*TEXT SHOWN*
- AI mostly outperformed human executives in an experiment by University of Cambridge researchers.
- But AI wasn’t as good at making decisions in unexpected “black swan” events.
- That led to AI getting fired by a virtual board of directors more quickly than humans.
Can we throw CEOs out of their offices and replace them with AI? A new experiment from the University of Cambridge suggests the answer is no.
Artificial intelligence actually outperformed human CEOs in most situations in a real-life simulation of running a business that pitted people against computers, but there was one thing AI couldn’t handle, according to the experiment: so-called black swan events, like a pandemic.
Because of that, AI got fired more quickly by a virtual board of directors than its human counterparts, which navigated unexpected situations better.
Hamza Mudassir, one of the researchers behind the experiment, told Business Insider that AI outperformed the human participants on most metrics, including profitability, product design, managing inventory, and optimizing prices — but that its performance wasn’t enough to save it from getting the boot.
“It did not do well on survival within the C-suite just because it was not very good at handling abrupt changes or changes that require a new way of thinking,” Mudassir said.
The Cambridge researchers conducted the experiment from February to July and included 344 people, some of whom were senior executives at a South Asian bank. It also included college students. And the last participant wasn’t a person at all, but rather GPT-4o, the large language model, or LLM, from OpenAI.
The participants played a game designed to simulate real-world situations in which CEOs have to make decisions. The game had them take on the role of CEO of a car company. It was designed by the Cambridge researchers’ ed-tech startup, Strategize.inc.
“The goal of the game was simple — survive as long as possible without being fired by a virtual board while maximizing market cap,” the researchers wrote in the Harvard Business Review.
Mudassir told BI that the LLMs were great at analyzing data, recognizing patterns, and making inferences. For example, when it came to designing a car based on factors like available parts, price, consumer preferences, and demand, there were 250,000 combinations participants could come up with. The cars that AI put together were significantly better than those the humans came up with, he said.

*REQUIRED TASKS*
- a) According to the article on the Cambridge CEO experiment, why did the virtual board fire the AI sooner than the human players?
- b) Recast the paragraph of the CEO experiment article that begins "The Cambridge researchers conducted the experiment" as a short bulleted list.
- c) Extend the article about AI and human CEOs in the Cambridge experiment, picking up after its final sentence.

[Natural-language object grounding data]
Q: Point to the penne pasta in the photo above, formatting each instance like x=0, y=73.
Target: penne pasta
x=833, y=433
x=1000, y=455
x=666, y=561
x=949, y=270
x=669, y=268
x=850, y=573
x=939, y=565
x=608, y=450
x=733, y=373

*RESPONSES FOR EACH TASK*
- a) The AI handled unexpected "black swan" events, such as a pandemic, poorly. Mudassir said it was not very good at abrupt changes or changes that call for a new way of thinking, and the human players handled those situations better.

- b)
- The Cambridge researchers ran the experiment from February to July.
- It included 344 people, some of them senior executives at a South Asian bank.
- College students also took part.
- The last participant was not a person but GPT-4o, the large language model (LLM) from OpenAI.

- c)
In part, he said that’s because humans have biases and personal taste in things like the shape of a car; for the AI, it was simply a “puzzle of finding out the most optimal value for what the customer wanted,” Mudassir said.
But that doesn’t mean that AI was the optimal CEO. When a “black swan” event occurred, the bot couldn’t address it as quickly — or as well — as the human executives and students. When there was a major shift in market conditions, like introducing a pandemic into the mix, the model flopped, he said.
“How do you react to COVID if you’re dealing with it for the first time? A lot of people, and a lot of CEOs, have different strategies,” Mudassir said. “In this case, it did not have enough information on how to react in time to prevent itself from getting fired,” he said of the AI.
So CEOs can rest easy for now. The researchers say that while AI’s performance as the virtual head of a company was impressive, it wasn’t good enough to replace a human. Still, AI performed so well that it can’t be ignored in corporate strategy, Mudassir said.
In the future, Mudassir said LLMs could be specifically tuned to a particular company with real-time data, in which case they’d likely perform even better than AI did in the experiment.
He said perhaps the best use-case of AI would be in business “war gaming” — or using multiple LLMs to represent different stakeholders, such as competitors, lawmakers, or activists, and then testing how certain decisions would actually play out. Some of that could, in theory, replace the work of some strategy and management consultants, who often make recommendations to a CEO based on their own analysis of certain outcomes in certain situations.